* [Data excerpts]:
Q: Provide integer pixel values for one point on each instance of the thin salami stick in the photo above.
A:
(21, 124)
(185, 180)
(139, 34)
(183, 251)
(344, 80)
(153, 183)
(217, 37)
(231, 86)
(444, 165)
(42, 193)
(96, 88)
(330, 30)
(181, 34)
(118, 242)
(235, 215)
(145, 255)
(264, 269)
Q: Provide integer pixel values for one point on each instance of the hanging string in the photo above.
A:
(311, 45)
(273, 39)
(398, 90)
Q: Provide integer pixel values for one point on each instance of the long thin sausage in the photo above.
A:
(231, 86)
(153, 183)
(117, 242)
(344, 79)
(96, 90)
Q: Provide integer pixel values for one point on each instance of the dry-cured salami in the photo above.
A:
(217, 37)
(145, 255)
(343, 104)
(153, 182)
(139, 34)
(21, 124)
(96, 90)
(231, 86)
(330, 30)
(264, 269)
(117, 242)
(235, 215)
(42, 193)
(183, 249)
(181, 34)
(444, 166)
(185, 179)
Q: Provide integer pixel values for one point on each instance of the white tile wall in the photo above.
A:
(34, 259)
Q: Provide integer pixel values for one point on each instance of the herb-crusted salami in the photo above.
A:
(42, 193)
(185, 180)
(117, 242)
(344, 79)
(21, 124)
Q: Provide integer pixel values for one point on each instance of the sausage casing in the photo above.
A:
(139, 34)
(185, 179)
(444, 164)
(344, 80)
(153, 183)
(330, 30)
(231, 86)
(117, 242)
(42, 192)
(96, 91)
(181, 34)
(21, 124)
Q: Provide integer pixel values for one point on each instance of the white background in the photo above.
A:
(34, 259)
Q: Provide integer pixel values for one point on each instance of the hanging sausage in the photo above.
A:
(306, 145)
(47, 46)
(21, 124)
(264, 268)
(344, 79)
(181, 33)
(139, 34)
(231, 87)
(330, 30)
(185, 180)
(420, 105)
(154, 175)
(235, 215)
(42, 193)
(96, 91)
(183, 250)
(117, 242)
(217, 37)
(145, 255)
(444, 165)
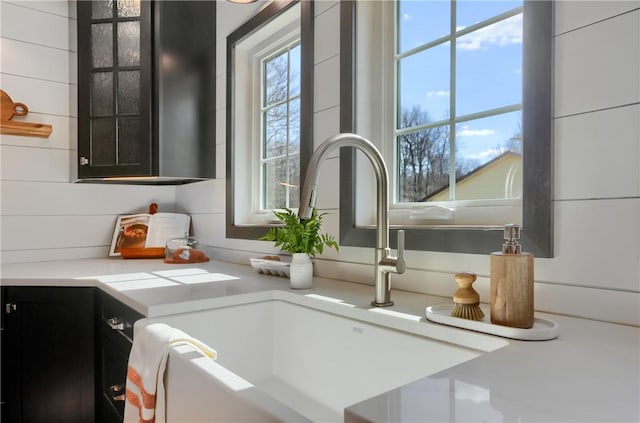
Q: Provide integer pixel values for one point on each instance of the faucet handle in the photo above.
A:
(401, 265)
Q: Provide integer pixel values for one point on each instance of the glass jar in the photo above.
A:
(184, 250)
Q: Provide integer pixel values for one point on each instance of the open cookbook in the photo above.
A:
(147, 230)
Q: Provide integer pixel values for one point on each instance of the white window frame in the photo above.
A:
(283, 31)
(376, 84)
(286, 43)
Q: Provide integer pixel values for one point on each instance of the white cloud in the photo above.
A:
(487, 154)
(503, 33)
(466, 132)
(440, 93)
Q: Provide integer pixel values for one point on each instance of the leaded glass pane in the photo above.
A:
(102, 94)
(101, 45)
(128, 8)
(129, 43)
(129, 92)
(128, 141)
(103, 142)
(102, 9)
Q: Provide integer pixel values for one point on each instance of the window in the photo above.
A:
(445, 81)
(458, 100)
(280, 136)
(269, 114)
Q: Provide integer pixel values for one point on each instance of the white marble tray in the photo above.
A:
(542, 329)
(271, 267)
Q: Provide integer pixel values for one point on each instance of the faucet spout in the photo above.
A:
(385, 263)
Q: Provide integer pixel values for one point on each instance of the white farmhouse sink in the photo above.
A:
(312, 356)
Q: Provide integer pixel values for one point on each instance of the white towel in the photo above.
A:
(145, 397)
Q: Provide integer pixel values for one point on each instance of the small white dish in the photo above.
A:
(271, 267)
(542, 330)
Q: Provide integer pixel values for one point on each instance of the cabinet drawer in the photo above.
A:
(118, 317)
(114, 375)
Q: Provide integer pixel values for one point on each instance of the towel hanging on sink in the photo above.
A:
(145, 391)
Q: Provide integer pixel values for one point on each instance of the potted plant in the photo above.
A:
(302, 239)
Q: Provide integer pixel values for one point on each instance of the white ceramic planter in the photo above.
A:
(301, 271)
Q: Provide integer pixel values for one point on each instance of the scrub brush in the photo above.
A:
(466, 300)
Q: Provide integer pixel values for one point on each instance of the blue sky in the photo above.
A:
(489, 69)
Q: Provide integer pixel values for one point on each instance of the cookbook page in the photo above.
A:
(164, 226)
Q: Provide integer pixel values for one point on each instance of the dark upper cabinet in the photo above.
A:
(146, 90)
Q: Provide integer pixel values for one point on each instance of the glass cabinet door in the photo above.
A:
(114, 88)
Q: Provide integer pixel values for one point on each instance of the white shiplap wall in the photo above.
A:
(596, 269)
(42, 215)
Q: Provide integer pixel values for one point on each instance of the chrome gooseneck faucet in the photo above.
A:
(384, 262)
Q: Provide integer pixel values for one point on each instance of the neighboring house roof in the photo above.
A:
(498, 178)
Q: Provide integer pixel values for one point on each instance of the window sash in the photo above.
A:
(283, 46)
(512, 209)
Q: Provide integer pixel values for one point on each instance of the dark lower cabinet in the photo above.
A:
(115, 338)
(64, 354)
(48, 354)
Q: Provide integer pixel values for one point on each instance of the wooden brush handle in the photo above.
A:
(465, 293)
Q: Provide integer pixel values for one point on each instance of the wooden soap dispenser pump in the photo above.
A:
(512, 283)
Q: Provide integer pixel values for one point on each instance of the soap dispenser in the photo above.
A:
(512, 282)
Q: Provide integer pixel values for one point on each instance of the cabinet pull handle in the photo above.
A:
(117, 324)
(117, 393)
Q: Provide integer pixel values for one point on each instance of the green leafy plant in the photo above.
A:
(299, 235)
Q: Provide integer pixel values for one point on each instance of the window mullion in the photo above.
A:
(288, 174)
(452, 104)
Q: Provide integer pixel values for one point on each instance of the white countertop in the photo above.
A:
(591, 372)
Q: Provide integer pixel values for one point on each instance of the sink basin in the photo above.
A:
(318, 357)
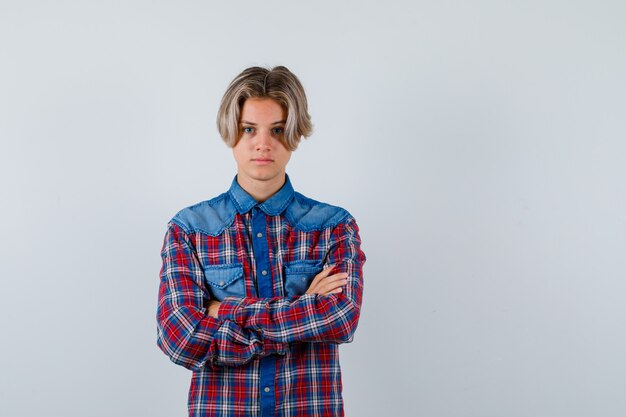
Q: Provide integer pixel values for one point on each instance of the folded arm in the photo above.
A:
(310, 317)
(185, 332)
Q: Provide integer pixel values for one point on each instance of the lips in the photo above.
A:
(262, 161)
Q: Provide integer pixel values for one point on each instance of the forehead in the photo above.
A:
(262, 110)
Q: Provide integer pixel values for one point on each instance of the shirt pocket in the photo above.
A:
(225, 281)
(298, 276)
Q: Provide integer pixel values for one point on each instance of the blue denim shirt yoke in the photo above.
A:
(213, 216)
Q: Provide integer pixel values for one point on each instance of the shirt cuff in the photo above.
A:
(228, 308)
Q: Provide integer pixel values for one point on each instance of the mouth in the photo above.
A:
(262, 161)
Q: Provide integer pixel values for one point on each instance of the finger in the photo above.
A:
(321, 275)
(332, 285)
(335, 277)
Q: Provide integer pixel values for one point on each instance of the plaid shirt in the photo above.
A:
(273, 350)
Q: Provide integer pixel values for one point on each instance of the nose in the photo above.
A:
(264, 140)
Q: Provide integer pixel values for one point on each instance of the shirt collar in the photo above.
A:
(273, 206)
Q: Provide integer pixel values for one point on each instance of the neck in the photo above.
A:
(261, 190)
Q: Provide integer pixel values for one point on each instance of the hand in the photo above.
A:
(213, 308)
(325, 284)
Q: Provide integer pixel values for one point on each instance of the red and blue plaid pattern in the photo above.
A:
(295, 335)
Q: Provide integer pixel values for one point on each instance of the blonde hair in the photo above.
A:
(276, 83)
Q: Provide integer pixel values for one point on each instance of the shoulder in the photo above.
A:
(307, 214)
(210, 217)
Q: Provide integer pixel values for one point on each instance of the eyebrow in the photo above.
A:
(281, 122)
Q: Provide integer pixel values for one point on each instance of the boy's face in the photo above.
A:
(259, 152)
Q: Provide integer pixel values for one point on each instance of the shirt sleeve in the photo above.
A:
(185, 333)
(310, 317)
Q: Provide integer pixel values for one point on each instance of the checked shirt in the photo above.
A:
(273, 350)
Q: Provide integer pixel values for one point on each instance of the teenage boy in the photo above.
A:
(261, 284)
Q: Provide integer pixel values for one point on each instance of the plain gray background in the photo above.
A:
(479, 144)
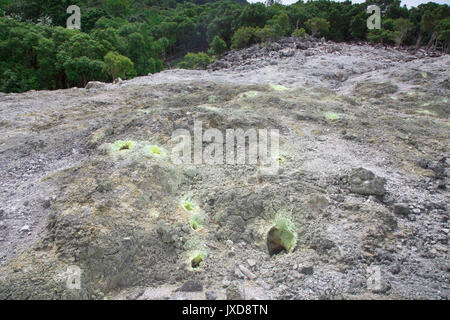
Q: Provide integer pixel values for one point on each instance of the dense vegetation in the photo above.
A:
(123, 38)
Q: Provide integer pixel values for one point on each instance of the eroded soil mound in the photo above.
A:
(87, 181)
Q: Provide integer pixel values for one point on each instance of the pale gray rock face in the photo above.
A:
(359, 202)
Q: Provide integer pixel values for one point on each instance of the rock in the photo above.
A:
(376, 280)
(302, 46)
(307, 269)
(95, 85)
(160, 293)
(251, 262)
(401, 209)
(192, 286)
(287, 53)
(226, 283)
(364, 182)
(46, 204)
(250, 275)
(235, 292)
(210, 295)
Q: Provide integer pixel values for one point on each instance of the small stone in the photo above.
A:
(234, 292)
(251, 262)
(401, 209)
(46, 204)
(307, 269)
(250, 275)
(210, 295)
(192, 286)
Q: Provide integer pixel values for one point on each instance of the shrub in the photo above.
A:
(218, 46)
(243, 37)
(195, 61)
(300, 33)
(317, 26)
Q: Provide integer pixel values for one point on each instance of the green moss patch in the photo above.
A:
(278, 87)
(282, 237)
(332, 116)
(197, 259)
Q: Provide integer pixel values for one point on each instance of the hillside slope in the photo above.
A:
(361, 193)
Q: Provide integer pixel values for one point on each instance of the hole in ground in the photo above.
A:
(278, 240)
(196, 261)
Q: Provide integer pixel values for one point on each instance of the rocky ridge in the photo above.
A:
(362, 188)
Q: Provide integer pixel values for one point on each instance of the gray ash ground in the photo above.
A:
(363, 181)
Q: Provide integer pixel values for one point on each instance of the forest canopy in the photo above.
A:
(132, 38)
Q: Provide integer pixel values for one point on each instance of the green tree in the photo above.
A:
(195, 61)
(284, 23)
(117, 8)
(117, 65)
(301, 33)
(218, 46)
(444, 33)
(80, 70)
(243, 37)
(401, 28)
(318, 26)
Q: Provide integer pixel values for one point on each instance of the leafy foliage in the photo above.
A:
(38, 52)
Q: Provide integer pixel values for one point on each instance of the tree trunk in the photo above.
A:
(430, 43)
(419, 41)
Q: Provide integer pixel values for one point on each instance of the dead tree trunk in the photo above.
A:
(419, 41)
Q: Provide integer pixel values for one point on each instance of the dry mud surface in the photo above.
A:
(362, 189)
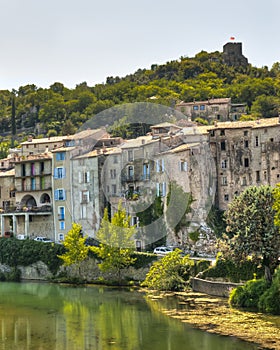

* [Goal of the exercise]: Bring together each line above where the string "soap" turns up.

* [Your response]:
Q: Provide integer pixel values for one point on each instance of the wooden soap dispenser pump in the photo above.
Q: Provide integer pixel values for one point on each instance of the soap dispenser in the photo above.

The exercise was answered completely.